### TESTO ESTRATTO

A quali artisti ti ispiri oggi e ti sei ispirata
precedentemente?
«Ho ascoltato la musica più diversa, da sempre, anche se avevo
la tendenza ad ascoltare un intero album per volta, a volte per
mesi e mesi. Ricordo alle medie di essermi “chiusa” prima con
Michael Jackson, poi con Battisti e in terza media con uno dei
primi album dei Beach Boys. Poi sono arrivati i “grandi
interpreti" tipo Stevie Wonder, George Michael, Witney Houston,
Lionel Ritchie e Rod Stewart. Mia madre, canadese, mi ha fatto
ascoltare tanta musica del nord America; mentre mio padre
trascinava i miei ascolti nel jazz... e poi tanta musica
brasiliana e d’improvviso Jamiroquai, i Quintorigo e ora grande
amore per i Police; ho ridotto l’elenco all'osso! Quando mi
sono messa a scrivere, 3 anni fa, le orecchie erano piene di
musica, diciamo che mi ha ispirata tutta la musica che ascolto
da quando sono nata».
Cosa rappresentano il canto e la musica per te?
«Ho avuto sempre la sensazione che il canto corrispondesse a
tirare fuori la parte più nascosta della mia persona. Facendone
un mestiere, si impara a gestire questa emotività anche se
rimane la sensazione di mettersi a nudo di fronte a tanti
sconosciuti: mi piace non avere perso quel pudore che per tanti
anni mi ha fatta sentire vulnerabile… mi dispiacerebbe se
sparisse. La musica, in senso ampio, è per me condivisione.
Esiste insieme agli altri, anche l’ascolto lo preferisco
condiviso. Mi piace molto stare a studio e creare insieme; come
disse Amy Winehouse, "
la fama (e i soldi) mi serve per una
sola cosa: poter collaborare con chi voglio, e stare a studio
tutto il tempo che desidero”. Condivido appieno».
Hai una famiglia di artisti che ti hanno ispirata, parlaci
di loro, di tuo fratello.

### MATERIALE PER ESERCIZI
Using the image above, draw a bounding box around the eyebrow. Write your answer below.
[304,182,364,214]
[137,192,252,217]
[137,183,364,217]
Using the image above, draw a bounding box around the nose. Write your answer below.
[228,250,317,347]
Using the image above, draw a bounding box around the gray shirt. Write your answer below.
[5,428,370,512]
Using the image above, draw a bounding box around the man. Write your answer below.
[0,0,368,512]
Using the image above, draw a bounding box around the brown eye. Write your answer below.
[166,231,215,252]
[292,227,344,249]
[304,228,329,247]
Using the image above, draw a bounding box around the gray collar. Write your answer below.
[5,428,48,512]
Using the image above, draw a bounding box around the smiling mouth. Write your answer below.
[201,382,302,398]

### SERIE DI ESERCIZI
- 1) Elenchi gli artisti che il testo estratto cita come esempi di «grandi interpreti».
- 2) Riscriva tutti i record sostituendo «draw a bounding box» con «mark a rectangle» e lasciando invariato tutto il resto.
I record riportati non hanno alcun legame con il testo estratto.

### SOLUZIONI DEGLI ESERCIZI
- 1) Stevie Wonder, George Michael, Witney Houston, Lionel Ritchie, Rod Stewart

- 2)
Using the image above, mark a rectangle around the eyebrow. Write your answer below.
[304,182,364,214]
[137,192,252,217]
[137,183,364,217]
Using the image above, mark a rectangle around the nose. Write your answer below.
[228,250,317,347]
Using the image above, mark a rectangle around the gray shirt. Write your answer below.
[5,428,370,512]
Using the image above, mark a rectangle around the man. Write your answer below.
[0,0,368,512]
Using the image above, mark a rectangle around the brown eye. Write your answer below.
[166,231,215,252]
[292,227,344,249]
[304,228,329,247]
Using the image above, mark a rectangle around the gray collar. Write your answer below.
[5,428,48,512]
Using the image above, mark a rectangle around the smiling mouth. Write your answer below.
[201,382,302,398]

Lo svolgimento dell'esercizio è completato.